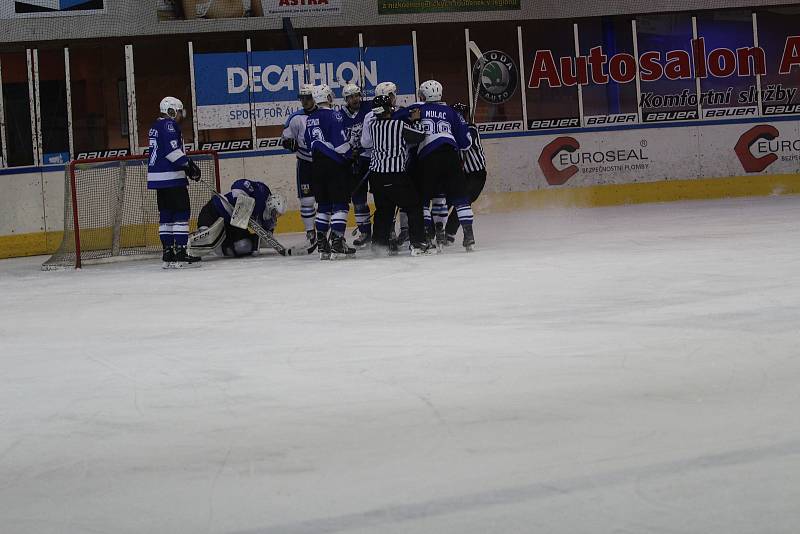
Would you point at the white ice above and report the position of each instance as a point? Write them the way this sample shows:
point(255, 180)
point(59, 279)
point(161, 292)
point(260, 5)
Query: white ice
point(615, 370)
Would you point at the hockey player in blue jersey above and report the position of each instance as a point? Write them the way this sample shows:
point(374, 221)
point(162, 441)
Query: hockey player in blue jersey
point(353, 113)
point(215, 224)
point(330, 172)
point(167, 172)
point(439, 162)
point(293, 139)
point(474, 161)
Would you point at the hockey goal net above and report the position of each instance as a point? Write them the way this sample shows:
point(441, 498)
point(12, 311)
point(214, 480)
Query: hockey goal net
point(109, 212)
------------------------
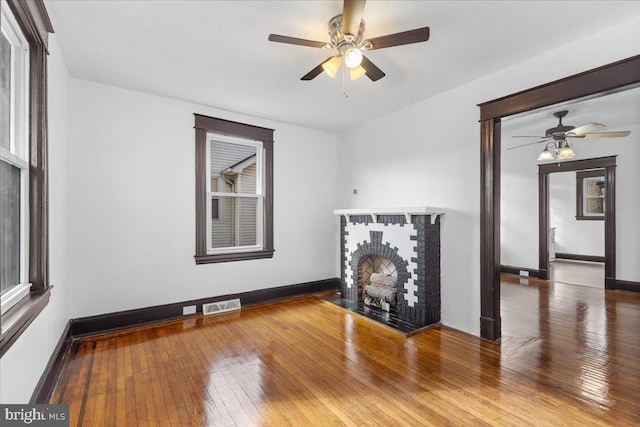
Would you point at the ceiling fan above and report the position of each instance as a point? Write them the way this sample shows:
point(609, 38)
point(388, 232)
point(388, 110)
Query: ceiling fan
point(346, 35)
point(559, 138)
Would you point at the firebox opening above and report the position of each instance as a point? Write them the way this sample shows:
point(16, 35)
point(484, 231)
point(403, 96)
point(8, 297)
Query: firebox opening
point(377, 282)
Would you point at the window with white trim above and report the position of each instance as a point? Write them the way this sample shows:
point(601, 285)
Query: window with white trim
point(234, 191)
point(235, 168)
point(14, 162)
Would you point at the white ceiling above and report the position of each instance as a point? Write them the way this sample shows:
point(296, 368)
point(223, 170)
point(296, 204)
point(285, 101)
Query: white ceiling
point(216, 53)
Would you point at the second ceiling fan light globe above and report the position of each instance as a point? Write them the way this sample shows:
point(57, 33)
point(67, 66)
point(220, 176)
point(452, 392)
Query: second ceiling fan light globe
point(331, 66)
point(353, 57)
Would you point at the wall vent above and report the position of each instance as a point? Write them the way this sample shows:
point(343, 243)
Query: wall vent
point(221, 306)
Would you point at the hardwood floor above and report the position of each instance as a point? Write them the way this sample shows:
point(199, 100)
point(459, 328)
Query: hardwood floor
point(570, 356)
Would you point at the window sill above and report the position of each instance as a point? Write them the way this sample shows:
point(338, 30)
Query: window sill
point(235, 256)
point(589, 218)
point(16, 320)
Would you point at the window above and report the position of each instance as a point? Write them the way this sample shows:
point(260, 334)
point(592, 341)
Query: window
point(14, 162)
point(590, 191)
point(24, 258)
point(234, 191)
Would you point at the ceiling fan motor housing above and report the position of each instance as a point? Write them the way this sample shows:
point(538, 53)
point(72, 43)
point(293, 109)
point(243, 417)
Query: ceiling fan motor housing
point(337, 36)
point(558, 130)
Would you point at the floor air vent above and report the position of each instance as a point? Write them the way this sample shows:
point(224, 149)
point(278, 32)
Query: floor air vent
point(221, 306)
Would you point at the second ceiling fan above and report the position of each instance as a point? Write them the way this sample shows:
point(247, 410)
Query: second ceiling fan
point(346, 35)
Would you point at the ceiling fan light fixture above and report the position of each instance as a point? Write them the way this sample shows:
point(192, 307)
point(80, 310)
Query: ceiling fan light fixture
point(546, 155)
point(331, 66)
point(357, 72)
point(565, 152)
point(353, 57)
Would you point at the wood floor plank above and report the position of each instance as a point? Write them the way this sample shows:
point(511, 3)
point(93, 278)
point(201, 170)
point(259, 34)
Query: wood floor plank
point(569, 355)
------------------------
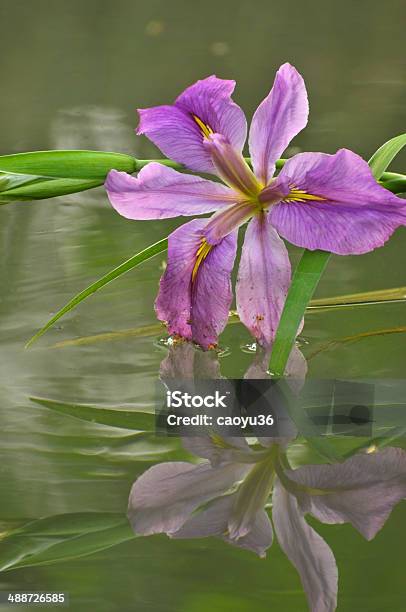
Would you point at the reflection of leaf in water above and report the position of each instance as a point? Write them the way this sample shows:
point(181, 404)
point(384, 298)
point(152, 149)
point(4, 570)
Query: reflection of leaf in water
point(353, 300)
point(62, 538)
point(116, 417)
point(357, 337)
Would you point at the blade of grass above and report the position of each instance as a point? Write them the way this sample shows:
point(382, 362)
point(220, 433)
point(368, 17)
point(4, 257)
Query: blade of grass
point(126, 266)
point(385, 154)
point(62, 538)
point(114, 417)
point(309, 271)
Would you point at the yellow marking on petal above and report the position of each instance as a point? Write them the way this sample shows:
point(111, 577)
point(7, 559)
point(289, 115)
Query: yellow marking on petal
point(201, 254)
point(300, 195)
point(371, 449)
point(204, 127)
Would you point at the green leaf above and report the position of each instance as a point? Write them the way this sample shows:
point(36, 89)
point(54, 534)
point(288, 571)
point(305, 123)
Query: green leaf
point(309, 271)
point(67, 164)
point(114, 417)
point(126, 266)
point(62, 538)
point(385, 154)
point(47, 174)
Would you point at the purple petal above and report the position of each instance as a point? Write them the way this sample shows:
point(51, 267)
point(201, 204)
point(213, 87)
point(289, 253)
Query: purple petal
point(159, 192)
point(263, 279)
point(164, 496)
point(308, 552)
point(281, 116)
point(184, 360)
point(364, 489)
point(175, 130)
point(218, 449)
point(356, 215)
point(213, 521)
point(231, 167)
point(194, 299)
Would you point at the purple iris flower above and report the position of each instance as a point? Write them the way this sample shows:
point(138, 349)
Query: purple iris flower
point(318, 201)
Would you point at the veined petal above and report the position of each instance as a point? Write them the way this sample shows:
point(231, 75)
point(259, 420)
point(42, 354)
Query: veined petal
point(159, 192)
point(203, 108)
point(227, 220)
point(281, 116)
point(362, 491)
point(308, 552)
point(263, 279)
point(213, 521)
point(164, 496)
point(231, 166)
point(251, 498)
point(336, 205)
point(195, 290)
------------------------
Exercise:
Copy out the entries word for word, from the line containing "Would you point at the white ice" through the line containing "point(474, 161)", with both of those lines included.

Complete answer:
Would you point at the white ice above and report the position of each instance as a point? Write them the way this sample shows:
point(255, 180)
point(59, 279)
point(161, 292)
point(260, 5)
Query: white ice
point(615, 370)
Would you point at the hockey player in blue jersey above and report the position of each instance as a point? Write them the way this sample shows:
point(374, 221)
point(162, 441)
Query: hockey player in blue jersey
point(353, 113)
point(215, 224)
point(330, 172)
point(167, 172)
point(439, 162)
point(293, 139)
point(474, 161)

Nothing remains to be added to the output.